REQUEST:
Copy each of the items below word for word, leaving every character unchanged.

========

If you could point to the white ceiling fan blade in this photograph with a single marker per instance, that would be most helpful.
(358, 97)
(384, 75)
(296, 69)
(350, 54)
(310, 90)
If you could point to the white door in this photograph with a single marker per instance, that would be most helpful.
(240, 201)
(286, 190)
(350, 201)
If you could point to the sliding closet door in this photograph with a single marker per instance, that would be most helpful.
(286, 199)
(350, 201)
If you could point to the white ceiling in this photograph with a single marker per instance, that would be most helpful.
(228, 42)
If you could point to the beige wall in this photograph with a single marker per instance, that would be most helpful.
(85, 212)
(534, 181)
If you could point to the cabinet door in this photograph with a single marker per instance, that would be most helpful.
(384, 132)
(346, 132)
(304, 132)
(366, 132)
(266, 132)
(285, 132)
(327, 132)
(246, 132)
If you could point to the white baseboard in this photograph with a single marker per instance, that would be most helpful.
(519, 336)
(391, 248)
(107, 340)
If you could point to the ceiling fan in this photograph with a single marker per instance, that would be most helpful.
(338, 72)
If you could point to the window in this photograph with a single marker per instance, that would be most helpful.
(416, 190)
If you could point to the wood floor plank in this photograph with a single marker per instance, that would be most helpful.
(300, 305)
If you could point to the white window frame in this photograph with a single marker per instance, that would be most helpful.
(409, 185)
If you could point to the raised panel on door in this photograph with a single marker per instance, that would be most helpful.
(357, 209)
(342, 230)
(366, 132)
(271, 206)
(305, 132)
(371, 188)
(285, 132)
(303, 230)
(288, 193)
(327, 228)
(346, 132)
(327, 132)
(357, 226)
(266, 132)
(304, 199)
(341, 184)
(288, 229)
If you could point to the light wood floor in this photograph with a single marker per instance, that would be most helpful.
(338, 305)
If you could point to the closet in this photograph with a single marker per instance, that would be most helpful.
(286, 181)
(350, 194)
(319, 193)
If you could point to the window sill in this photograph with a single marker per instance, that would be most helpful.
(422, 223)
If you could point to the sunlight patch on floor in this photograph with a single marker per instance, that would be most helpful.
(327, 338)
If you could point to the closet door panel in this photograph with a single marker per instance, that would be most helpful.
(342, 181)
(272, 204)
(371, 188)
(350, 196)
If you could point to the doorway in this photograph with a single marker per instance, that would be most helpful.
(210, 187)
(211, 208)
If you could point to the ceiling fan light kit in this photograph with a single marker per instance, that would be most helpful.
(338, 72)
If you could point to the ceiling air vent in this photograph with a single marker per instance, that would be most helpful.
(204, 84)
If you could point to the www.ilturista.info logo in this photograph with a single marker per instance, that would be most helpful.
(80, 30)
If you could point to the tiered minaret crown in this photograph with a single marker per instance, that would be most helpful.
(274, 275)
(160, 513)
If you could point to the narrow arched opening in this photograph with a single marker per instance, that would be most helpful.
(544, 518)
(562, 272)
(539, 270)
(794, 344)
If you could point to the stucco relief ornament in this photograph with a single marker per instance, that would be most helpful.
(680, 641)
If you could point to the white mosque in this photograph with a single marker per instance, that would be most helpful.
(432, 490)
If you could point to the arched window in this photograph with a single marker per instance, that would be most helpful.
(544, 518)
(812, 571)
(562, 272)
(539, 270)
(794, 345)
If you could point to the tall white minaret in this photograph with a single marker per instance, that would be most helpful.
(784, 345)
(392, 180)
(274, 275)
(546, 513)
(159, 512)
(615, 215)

========

WRITTEN REPLY:
If you could point to the white ceiling fan blade in this photograph with a single marker per instance, that would be most helpful.
(358, 97)
(384, 75)
(296, 69)
(350, 54)
(310, 90)
If you could point to the white door in this photograph with a single marker per instance, that would be most helpful.
(240, 201)
(286, 190)
(350, 201)
If you could point to the sliding closet door in this photograph with a single marker per instance, that would be most helpful.
(286, 199)
(350, 201)
If you could point to the white ceiling in this photograph with a single marker per instance, that would be most helpful.
(228, 42)
If you could point to the beige wall in this photograph with a single marker per instance, that would be most helpful.
(85, 212)
(534, 181)
If you could point to the cabinet door in this photograph with a single marker per instance, that would be most helpful.
(384, 132)
(346, 132)
(304, 132)
(366, 132)
(266, 132)
(285, 132)
(327, 132)
(246, 132)
If you could point to the white baseboard in this photograph with a single marker per instance, that would be most helpful.
(519, 336)
(391, 248)
(107, 340)
If you could point to the ceiling fan in this photograph with a single marker per instance, that would be most helpful.
(338, 72)
If you could point to the window in this photograph with a single marker per instance, that would be most helpful.
(416, 190)
If you could point to the wood floor plank in this photograph with a single marker per instance, that would be most helpful.
(300, 305)
If you could point to the white window frame in this photograph with a single marker per instance, that would be most helpful.
(409, 185)
If you could point to the raised panel on door in this photograph with a single marker per instance, that would be most helpful.
(357, 209)
(342, 230)
(366, 132)
(271, 206)
(305, 132)
(371, 188)
(285, 132)
(303, 230)
(288, 193)
(327, 228)
(346, 132)
(327, 132)
(357, 226)
(266, 132)
(304, 199)
(341, 184)
(288, 229)
If you could point to the light wood floor in this photograph with a single marker per instance, that would be most helpful.
(338, 305)
If you could point to the closet in this photograph with a single marker per instance, that would be most helpful.
(286, 181)
(350, 194)
(319, 193)
If you could point to the window sill in this photograph with a single marker per instance, that would be most helpful.
(422, 223)
If you could point to the sunlight patch on floor in this photograph with a single marker per instance, that would be most helpful.
(327, 338)
If you could point to the closet door panel in this photograph with a single marker per instance, that would be most helpful.
(342, 181)
(272, 204)
(371, 188)
(350, 196)
If you could point to the doorway in this photograph with a single marker per instance, that would be most helpful.
(210, 187)
(211, 208)
If you could point to the ceiling fan light kit in this photograph with a single marker per instance, that would be most helpful.
(338, 72)
If you could point to the ceiling air vent in this photograph with a single marker per instance, that would be most helpful.
(204, 84)
If you could point to the www.ilturista.info logo in this photograph with a single marker per instance, that would be most helpful.
(80, 30)
If you could point to the tiered minaret crown in this photograph with a single marker per instance, that would be most helpful.
(274, 275)
(160, 513)
If you could point to the narrow arched opening in this photograph with a single marker per instance, that would be most helpful.
(544, 518)
(562, 272)
(539, 270)
(794, 344)
If you could point to the stucco relief ornament in this photograph with a single marker per instance, that would be most helpful.
(680, 641)
If you could point to the white mosque in this photograph with a single marker per instance, that would be most helpful.
(432, 490)
If you could point to the arched window in this photograph with a single marker per instance, that would be most helpful.
(544, 518)
(812, 571)
(562, 272)
(539, 270)
(794, 345)
If you could point to the tall white minaret in this photograph with a single marker per instance, that would be most helpful.
(784, 345)
(392, 180)
(274, 275)
(546, 513)
(159, 512)
(615, 215)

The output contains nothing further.